▸ **EXERCISE GOAL**
Find each row below that contains the word "door", and copy every such row in full.

Location identification items
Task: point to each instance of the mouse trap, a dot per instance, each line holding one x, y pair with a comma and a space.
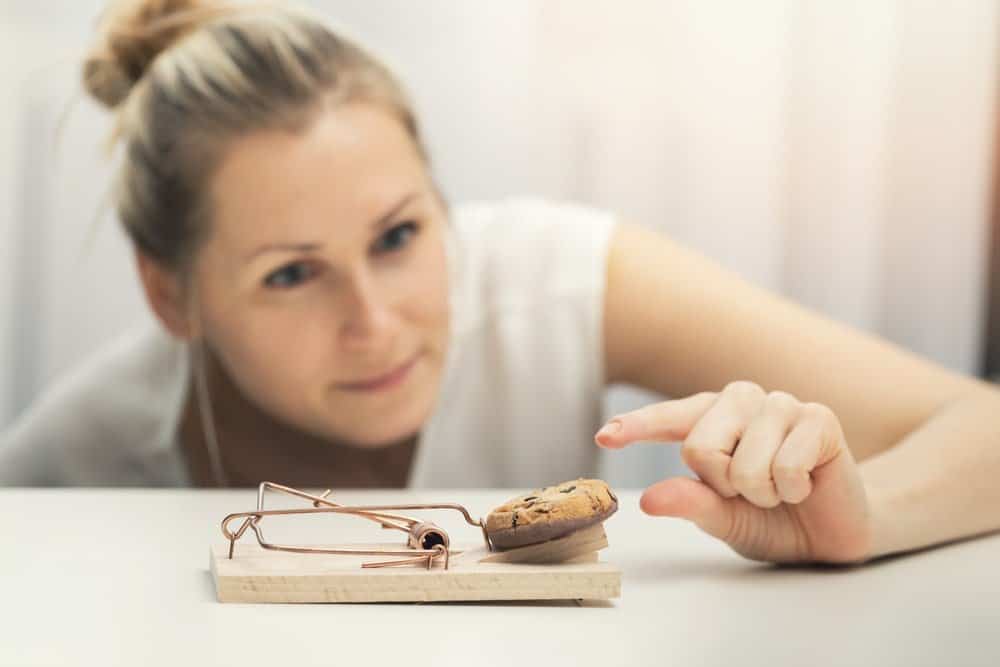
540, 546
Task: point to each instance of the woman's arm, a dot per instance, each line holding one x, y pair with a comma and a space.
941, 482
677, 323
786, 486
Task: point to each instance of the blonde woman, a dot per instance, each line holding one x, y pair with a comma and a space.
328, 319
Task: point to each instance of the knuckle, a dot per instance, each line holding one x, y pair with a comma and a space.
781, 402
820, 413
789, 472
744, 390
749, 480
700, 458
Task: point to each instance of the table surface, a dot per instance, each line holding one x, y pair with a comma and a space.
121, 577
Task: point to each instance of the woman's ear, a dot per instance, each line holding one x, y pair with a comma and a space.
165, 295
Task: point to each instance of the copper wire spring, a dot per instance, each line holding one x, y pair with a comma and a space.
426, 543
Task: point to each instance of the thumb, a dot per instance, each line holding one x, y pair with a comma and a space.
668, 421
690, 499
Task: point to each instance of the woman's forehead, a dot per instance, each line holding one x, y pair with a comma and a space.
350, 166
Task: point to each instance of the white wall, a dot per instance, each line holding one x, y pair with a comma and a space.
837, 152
* * *
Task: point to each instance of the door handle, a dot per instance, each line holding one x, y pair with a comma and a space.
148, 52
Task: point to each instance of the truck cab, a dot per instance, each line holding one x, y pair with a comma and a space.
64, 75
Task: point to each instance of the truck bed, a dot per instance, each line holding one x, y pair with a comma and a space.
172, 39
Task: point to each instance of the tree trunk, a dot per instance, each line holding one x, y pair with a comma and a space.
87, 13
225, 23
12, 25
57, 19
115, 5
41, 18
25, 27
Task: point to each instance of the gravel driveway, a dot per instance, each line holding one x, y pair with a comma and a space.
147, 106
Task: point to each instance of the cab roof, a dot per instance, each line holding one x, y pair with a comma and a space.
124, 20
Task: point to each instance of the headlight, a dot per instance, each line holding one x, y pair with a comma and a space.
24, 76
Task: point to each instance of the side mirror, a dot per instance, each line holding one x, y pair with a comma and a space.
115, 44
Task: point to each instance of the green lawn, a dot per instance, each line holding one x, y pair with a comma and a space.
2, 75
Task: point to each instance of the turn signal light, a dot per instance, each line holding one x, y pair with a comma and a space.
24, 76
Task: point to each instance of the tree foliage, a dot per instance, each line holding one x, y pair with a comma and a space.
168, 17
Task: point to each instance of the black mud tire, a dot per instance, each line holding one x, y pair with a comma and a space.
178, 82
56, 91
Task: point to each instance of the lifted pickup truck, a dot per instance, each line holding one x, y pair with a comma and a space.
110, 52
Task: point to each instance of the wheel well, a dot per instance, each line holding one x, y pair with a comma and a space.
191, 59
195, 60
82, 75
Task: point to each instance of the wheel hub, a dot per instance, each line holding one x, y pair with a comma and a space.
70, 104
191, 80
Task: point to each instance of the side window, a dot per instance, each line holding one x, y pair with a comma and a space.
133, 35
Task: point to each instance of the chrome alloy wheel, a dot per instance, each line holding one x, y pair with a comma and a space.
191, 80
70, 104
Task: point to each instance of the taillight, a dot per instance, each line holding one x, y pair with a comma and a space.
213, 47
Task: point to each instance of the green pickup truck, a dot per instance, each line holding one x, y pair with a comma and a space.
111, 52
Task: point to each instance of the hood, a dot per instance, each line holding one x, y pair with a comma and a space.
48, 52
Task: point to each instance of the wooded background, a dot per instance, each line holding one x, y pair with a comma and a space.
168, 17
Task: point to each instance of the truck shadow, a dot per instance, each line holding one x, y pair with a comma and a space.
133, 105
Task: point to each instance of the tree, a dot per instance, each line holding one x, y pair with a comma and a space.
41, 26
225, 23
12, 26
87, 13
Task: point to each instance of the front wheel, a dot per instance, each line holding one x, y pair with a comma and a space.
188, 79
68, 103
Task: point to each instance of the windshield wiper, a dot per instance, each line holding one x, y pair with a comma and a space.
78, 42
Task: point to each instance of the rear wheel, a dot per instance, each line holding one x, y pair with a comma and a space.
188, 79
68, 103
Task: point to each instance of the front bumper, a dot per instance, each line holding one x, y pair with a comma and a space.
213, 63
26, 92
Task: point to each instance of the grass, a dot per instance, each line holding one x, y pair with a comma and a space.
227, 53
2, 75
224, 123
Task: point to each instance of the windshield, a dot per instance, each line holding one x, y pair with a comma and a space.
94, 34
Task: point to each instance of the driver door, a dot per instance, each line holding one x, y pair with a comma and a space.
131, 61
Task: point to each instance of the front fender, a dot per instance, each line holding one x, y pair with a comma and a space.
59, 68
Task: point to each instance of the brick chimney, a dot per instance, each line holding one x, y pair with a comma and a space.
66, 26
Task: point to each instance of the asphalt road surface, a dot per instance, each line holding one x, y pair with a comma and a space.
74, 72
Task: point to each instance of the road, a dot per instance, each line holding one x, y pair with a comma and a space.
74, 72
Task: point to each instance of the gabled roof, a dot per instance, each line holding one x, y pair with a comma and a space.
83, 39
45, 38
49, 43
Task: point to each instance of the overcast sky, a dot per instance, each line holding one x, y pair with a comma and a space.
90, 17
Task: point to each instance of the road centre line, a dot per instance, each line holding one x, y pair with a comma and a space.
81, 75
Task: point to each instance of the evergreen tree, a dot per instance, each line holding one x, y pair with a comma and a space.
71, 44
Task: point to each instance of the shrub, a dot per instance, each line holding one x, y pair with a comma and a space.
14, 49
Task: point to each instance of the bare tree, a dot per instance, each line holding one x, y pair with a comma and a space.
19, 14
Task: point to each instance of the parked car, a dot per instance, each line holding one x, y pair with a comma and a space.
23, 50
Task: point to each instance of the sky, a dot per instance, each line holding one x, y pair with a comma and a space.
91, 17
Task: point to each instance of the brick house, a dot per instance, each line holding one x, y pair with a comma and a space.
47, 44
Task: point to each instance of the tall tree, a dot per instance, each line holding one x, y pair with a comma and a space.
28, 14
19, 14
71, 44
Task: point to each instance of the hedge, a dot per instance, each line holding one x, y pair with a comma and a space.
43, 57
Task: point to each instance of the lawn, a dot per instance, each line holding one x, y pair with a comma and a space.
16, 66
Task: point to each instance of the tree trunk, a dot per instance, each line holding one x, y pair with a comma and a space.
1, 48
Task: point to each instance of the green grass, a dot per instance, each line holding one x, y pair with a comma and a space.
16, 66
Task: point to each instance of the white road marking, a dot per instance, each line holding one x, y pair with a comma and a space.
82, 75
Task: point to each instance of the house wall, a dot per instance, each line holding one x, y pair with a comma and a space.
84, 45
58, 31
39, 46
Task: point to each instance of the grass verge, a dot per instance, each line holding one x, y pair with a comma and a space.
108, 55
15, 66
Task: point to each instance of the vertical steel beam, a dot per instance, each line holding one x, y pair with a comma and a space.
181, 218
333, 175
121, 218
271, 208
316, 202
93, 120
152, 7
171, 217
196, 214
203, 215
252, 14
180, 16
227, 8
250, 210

▸ **RESULT BELOW**
Task: point to each instance of the door handle, a dot per instance, each line holding one x, y pair with a comma and a space.
Task: point to each instance of the driver door, a dot per instance, each line holding one x, y pair with a comma and a space.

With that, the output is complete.